*TEXT SECTION*.
>> BEGIN
WOODHULL'S WOOD IS COMING HOME
“Don’t It Always Seem To Go, You Don’t Know What You Got Till It’s Gone” … Joni MItchell
Woodhull Home Mastic (Beach) NY circa 1785
JAN 23, 2013: Here is a real feel good and still developing story, about my hometown of Mastic Beach. A place I think, that can always use one or more feel good stories.
Longtime readers of The Knapps Lived Here website and the book (page 50) that came from it, may recall one of the very first stories I ever posted online back in 2001, was regarding the somewhat ironic first Mastic Beach Memorial Day ceremony held in 1938. It was on that day, the fairly new town honored Mastic native and Revolutionary War General, Nathaniel Woodhull (1722-1776) at his gravesite on Birch (now Neighborhood ) Road.
It was a parade and ceremony, organized by then unofficial mayor of Mastic Beach, Paul Schulte Sr. and the West End Fire Dept. (There were two fire depts back then, because of the Knapp estate cut the town in two) I was to witness Memorial day festivities many times as boy growing up there in the 1950s.
But this story I discovered when I first started my research regarding The Knapp mansion, its family and the history of the entire Mastic Shirley area,resonated with me, because as they were honoring the good General, they were actually dismantling the18th century Woodhull homestead, not a 1/4 of a mile away from his grave ! The Knapp story that I researched for years, was started by my own witnessing the destruction of their mansion by arson in 1959.
Knapp Mansion In 1955
It too was a Lawrence home until 1916
On May 30, 1938, the then newly formed Brookhaven Town police, were called to investigate the “theft of lumber” out of the Woodhull home that had been boarded up for over 20 years. The Mastic members of the Lawrences, a very prominent family in New York State politics and business had married into the Woodhull family in the early 1800’s, Several Lawrences lived and farmed the Woodhull estate in the 19th and early 20th century. When the last of the Mastic Lawrences died off around the time of WWI, their home was boarded up until November of 1925, when the remaining 175 acres of the Woodhull estate was purchased by a group of Patchogue real estate speculators,who quickly flipped it,to a larger group of real estate developers, the Home Guardian Co of NY, Home Guardian, headed by brothers Warren and Arthur Smadbeck (the Henry Fords of Real Estate) had already been developing nearby Mastic Park since 1922, into vacation homesites for the residents of Queens, Brooklyn, Bronx, and Staten Island. They had the same plans in mind for their newly acquired land they called Mastic Beach in 1926. Here is the actual news item that followed the story of the ceremony and appeared in the Moriches Tribune that week.
A LITTLE BACKGROUND
As it appeared appeared in 1925
In late 1925 or early 26 the “Old Woodhull Homestead” as it was known, was actually offered as a gift by the Smadbecks to the Woodhull Chapter of The Daughters Of American Revolution, that was based in Hollis, Queens. Had DAR Board member, Mrs. Hannah Newbold Lawrence Sherman who spent her summers from the late 1800’s to the early 1900s, in her beautiful nearby Mastic Beach showplace known as The Woodhull Lodge, not passed away in 1925, I would think the DAR would of probably had accepted it.
>> END
*WRITTEN TASKS*.
1. Repeat the part of the Woodhull homestead article between "A LITTLE BACKGROUND" and "had accepted it.", inclusive.
2. Answer these questions from the Woodhull homestead article:
(a) In what year was the first Mastic Beach Memorial Day ceremony held?
(b) In what month and year was the remaining 175 acres of the Woodhull estate purchased?
(c) In what year was the Knapp mansion destroyed by arson?
3. Resume the Woodhull homestead article from the point where it stops.

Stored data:
>> BEGIN
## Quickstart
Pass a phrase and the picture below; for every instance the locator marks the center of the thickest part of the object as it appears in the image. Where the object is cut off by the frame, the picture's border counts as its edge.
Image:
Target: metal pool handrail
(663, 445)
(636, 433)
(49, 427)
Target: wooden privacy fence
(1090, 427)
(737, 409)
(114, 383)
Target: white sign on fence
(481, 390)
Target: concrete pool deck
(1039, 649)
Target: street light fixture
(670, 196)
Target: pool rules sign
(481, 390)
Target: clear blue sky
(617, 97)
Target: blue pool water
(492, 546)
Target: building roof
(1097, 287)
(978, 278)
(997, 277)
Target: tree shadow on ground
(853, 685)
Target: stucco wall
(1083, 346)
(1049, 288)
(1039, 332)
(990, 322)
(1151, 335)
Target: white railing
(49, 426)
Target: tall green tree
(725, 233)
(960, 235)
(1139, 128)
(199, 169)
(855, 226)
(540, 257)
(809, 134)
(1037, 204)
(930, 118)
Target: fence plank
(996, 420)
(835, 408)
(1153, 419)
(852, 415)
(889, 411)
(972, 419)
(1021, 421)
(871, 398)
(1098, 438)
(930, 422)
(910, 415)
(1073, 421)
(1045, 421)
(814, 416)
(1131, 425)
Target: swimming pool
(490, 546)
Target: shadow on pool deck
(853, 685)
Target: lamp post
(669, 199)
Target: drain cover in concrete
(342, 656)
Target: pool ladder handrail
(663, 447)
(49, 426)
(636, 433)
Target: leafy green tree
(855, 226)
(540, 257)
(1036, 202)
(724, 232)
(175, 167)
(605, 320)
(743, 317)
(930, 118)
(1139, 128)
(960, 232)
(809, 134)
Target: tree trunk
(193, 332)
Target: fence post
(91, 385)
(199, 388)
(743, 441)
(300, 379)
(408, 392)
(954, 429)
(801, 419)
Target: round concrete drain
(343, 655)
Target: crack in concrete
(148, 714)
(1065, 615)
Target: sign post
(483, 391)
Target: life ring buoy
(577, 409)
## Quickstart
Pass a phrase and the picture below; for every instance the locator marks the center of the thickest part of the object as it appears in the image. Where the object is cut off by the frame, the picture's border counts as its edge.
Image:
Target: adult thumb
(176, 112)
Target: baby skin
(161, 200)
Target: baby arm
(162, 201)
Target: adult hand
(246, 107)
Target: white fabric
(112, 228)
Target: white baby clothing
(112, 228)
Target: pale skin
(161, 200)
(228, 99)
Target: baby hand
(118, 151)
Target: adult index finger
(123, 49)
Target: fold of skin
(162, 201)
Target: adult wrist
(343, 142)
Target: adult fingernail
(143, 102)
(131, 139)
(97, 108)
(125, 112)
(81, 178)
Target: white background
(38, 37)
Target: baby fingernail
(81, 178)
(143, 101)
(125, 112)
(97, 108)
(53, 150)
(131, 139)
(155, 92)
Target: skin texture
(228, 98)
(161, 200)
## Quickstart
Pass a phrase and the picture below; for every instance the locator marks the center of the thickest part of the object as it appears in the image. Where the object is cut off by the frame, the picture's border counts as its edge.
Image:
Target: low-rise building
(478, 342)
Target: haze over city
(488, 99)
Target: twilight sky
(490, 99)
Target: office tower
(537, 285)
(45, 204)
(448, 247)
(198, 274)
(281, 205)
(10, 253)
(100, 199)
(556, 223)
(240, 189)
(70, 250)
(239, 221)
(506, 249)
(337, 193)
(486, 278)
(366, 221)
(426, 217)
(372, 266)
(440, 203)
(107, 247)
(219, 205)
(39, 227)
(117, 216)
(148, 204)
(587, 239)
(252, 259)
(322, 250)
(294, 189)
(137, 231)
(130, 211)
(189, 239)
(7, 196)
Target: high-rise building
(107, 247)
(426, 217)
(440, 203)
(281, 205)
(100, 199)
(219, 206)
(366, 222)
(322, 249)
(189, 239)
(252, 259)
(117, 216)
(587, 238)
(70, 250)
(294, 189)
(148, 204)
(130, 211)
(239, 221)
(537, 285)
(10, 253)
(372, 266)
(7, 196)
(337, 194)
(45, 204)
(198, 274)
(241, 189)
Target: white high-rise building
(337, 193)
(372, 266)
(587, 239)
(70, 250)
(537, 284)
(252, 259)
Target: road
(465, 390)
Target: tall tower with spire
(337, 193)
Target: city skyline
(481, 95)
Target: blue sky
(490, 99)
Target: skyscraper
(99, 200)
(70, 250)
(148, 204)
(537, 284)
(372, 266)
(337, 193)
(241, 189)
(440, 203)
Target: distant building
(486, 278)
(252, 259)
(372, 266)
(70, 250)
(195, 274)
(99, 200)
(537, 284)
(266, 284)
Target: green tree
>> END
*SOLVED TASKS*.
1.
A LITTLE BACKGROUND
As it appeared appeared in 1925
In late 1925 or early 26 the “Old Woodhull Homestead” as it was known, was actually offered as a gift by the Smadbecks to the Woodhull Chapter of The Daughters Of American Revolution, that was based in Hollis, Queens. Had DAR Board member, Mrs. Hannah Newbold Lawrence Sherman who spent her summers from the late 1800’s to the early 1900s, in her beautiful nearby Mastic Beach showplace known as The Woodhull Lodge, not passed away in 1925, I would think the DAR would of probably had accepted it.

2.
(a) 1938
(b) November of 1925
(c) 1959

3.
THE WOODHULL LODGE ( circa 1850 )AS IT APPEARED IN 1897
Instead the DAR took a pear tree off the hands of the Smadbecks, I’m not sure where the pear tree wound up, or if a partridge ever sat in it. I would guess most likely it was transplanted to Hollis, perhaps near the Woodhull Memorial they erected in 1911? Had the DAR taken on the home then, it may of been preserved today as part of the nearby William Floyd Estate. Ruth Floyd was William’s sister and wife of the general. When the DAR declined the Smadbecks put it up for sale with this classified ad in the New York Times..
THE TRUTH IS, THE GENERAL HIMSELF NEVER LIVED IN THIS HOME.. HIS WIFE RUTH & DAUGHTER ELIZABETH DID, ALONG WITH BETSY’s SECOND HUSBAND ,GENERAL JOHN TANGIER SMITH, OF THE MANOR OF ST GEORGE. GENERAL & RUTH WOODHULL’S ORIGINAL HOME, THAT WAS LOCATED ABOUT 1/2 MILE TO WEST, BURNED TO THE GROUND IN APRIL OF 1785. TAKING WITH IT THE ONLY KNOWN PORTRAIT OF HIM AND MOST OF HIS WAR MEMORABILIA THAT DATED BACK TO THE TIME HE WAS A MAJOR IN THE FRENCH & INDIAN WAR 1754 – 1763
"In War, Truth Is The First Casualty" Aeschylus. Greek Dramatist (525 BC - 456BC)
That saying has sure been around for a while and reworked over and over throughout the history of wars. One that comes to mind in recent history is the Pvt. Jessica Lynch Iraq war story and how we were fortunate enough to have her survive her attack and to also totally debunk the rapidly growing “war hero” myth that surrounded it.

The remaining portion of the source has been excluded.